▶ _REQUIRED TASKS_:
1 - Transcribe the passage on light in crystals between "From my studies" and "to your destination.", inclusive.
2 - Answer these questions from the passage on light in crystals.
(a) According to the writer, what is the biggest problem in predicting what light will do in a crystal and duplicating it by a computer program?
(b) Why does broad spectrum light make the effect worse?
(c) How can the effect be demonstrated in crystal structures?

▶ _TEXT TO READ_:
From my studies of lasers in college the biggest problem in predicting what light will do in a crystal and trying to duplicate it by a computer program is that light does "weird things".
We do not fully understand all the interactions of light with various materials and sometimes something we cant even yet measure at a very low level in the material will throw the results off.
This when designing real world optics while the computer generated results will give you a starting point it will not get you to your destination.

This is a huge problem with light that is concentrated in one wavelength and broad spectrum light only make the effect worse because the different wavelengths will react differently.

This can be demonstrated in crystal structures by hitting them with
closely controlled light of different wavelengths and measuring the results.

When it comes to consumer diamonds it gets even harder because you are not talking about carefully controlled material as far as ri and color absorption are concerned.

▶ _Location labeling records_:
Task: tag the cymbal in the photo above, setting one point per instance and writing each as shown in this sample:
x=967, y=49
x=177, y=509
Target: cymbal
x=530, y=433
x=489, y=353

▶ _RESULTS OF THE EXERCISE_:
1 -
From my studies of lasers in college the biggest problem in predicting what light will do in a crystal and trying to duplicate it by a computer program is that light does "weird things".
We do not fully understand all the interactions of light with various materials and sometimes something we cant even yet measure at a very low level in the material will throw the results off.
This when designing real world optics while the computer generated results will give you a starting point it will not get you to your destination.

2 -
(a) Light does "weird things."
(b) The different wavelengths will react differently.
(c) By hitting the crystal structures with closely controlled light of different wavelengths and measuring the results.